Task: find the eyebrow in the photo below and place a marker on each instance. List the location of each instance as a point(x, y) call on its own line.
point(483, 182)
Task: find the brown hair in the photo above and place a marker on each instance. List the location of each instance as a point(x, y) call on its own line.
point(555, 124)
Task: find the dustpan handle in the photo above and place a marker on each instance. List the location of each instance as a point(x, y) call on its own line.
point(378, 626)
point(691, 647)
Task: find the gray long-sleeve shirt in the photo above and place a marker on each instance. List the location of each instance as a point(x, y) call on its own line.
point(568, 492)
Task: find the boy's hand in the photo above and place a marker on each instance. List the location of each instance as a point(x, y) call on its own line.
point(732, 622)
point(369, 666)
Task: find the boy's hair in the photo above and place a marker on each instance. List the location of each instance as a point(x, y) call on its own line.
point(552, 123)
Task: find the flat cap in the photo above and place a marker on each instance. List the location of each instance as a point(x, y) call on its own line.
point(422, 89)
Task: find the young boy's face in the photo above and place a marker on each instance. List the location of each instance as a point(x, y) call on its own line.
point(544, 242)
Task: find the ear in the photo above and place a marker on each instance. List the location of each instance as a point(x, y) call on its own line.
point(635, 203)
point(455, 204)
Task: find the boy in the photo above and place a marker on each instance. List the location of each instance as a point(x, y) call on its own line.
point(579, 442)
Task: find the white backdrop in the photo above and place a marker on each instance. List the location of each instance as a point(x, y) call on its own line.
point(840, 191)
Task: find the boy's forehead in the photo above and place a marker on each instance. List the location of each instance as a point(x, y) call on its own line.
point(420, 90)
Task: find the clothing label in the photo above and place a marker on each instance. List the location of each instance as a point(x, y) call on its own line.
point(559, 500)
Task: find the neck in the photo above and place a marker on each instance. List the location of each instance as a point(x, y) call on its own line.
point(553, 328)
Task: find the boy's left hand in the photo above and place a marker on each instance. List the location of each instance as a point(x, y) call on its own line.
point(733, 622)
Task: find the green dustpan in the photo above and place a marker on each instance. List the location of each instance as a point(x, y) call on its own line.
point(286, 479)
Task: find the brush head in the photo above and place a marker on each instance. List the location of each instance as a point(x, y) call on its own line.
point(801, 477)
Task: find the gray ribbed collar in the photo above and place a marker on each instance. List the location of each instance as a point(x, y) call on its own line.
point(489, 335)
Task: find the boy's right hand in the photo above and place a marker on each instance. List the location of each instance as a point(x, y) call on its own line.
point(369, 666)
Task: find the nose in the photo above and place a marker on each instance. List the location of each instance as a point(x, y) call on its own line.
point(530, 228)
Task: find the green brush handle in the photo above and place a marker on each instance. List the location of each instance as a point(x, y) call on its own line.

━━━━━━━━

— Problem description —
Can you update all the records above so that every "place a marker" becomes "put a dot", with nothing else changed?

— Response to the exercise —
Task: find the eyebrow in the photo below and put a dot on each instance. List the location of each instance as a point(x, y) call on its own line.
point(483, 182)
Task: find the brown hair in the photo above and put a dot on each instance. List the location of each instance as a point(x, y) call on its own line.
point(555, 124)
Task: find the dustpan handle in the photo above and put a dot on each instance. List the location of each instance as a point(x, y) call on its own line.
point(378, 626)
point(691, 647)
Task: find the gray long-sleeve shirt in the photo above and put a dot on each instance. List the location of each instance as a point(x, y) call on its own line.
point(568, 492)
Task: find the boy's hand in the photo above and put a dot on each instance. List the location of each instance as a point(x, y) call on its own line.
point(732, 622)
point(369, 666)
Task: find the boy's hair in the photo above and put a dot on each instance. List the location of each instance as a point(x, y) call on its own line.
point(552, 123)
Task: find the flat cap in the photo above and put a dot on each instance. List the location of each instance as a point(x, y) call on its own line.
point(422, 89)
Task: find the young boy's face in the photo above and put a dot on each instance. List the location of each instance as a point(x, y) call on its own line.
point(544, 242)
Task: find the ear in the photo above and put a dot on each instance. List the location of each instance as a point(x, y) call on its own line.
point(635, 203)
point(455, 204)
Task: find the boy in the photo above and put a dot on each instance. List the location of each instance as a point(x, y) call on its own line.
point(579, 442)
Task: find the white backdrop in the photo above and put a dot on each instance. List the location of each instance as a point(x, y) call on its own line.
point(840, 191)
Task: find the boy's forehead in the photo above and put a dot on each instance. List the location of each instance as a point(x, y) call on its own line.
point(420, 90)
Task: find the clothing label in the photo above and put a dot on each instance. List the location of each instance as a point(x, y) call on its own line.
point(559, 500)
Task: find the neck in the photo above and put a dot on each instance. List the location of each instance as a point(x, y) call on its own line.
point(553, 328)
Task: find the boy's left hand in the photo above and put a dot on each instance. List the location of each instance as a point(x, y) call on its own line.
point(733, 622)
Task: find the green dustpan in the photo above and put a dot on each instance. List the location of each instance as a point(x, y) call on its own line.
point(286, 479)
Task: find the brush head in the photo above and put a dot on each instance. List the location of each instance as a point(x, y) call on its own line.
point(801, 477)
Task: find the gray ribbed collar in the photo above and put a dot on each instance. List the location of each instance as a point(x, y) call on its own line.
point(489, 335)
Task: find the boy's right hand in the photo above and put a dot on each instance. List the location of each instance as a point(x, y) call on its own line.
point(369, 666)
Task: find the nose in the photo above and put a dot on each instance. List the location of each instance as a point(x, y) call on its own line.
point(530, 228)
Task: find the green brush handle in the photo above and put a dot on each instance. List the location of each instance as a point(x, y) call on its own line.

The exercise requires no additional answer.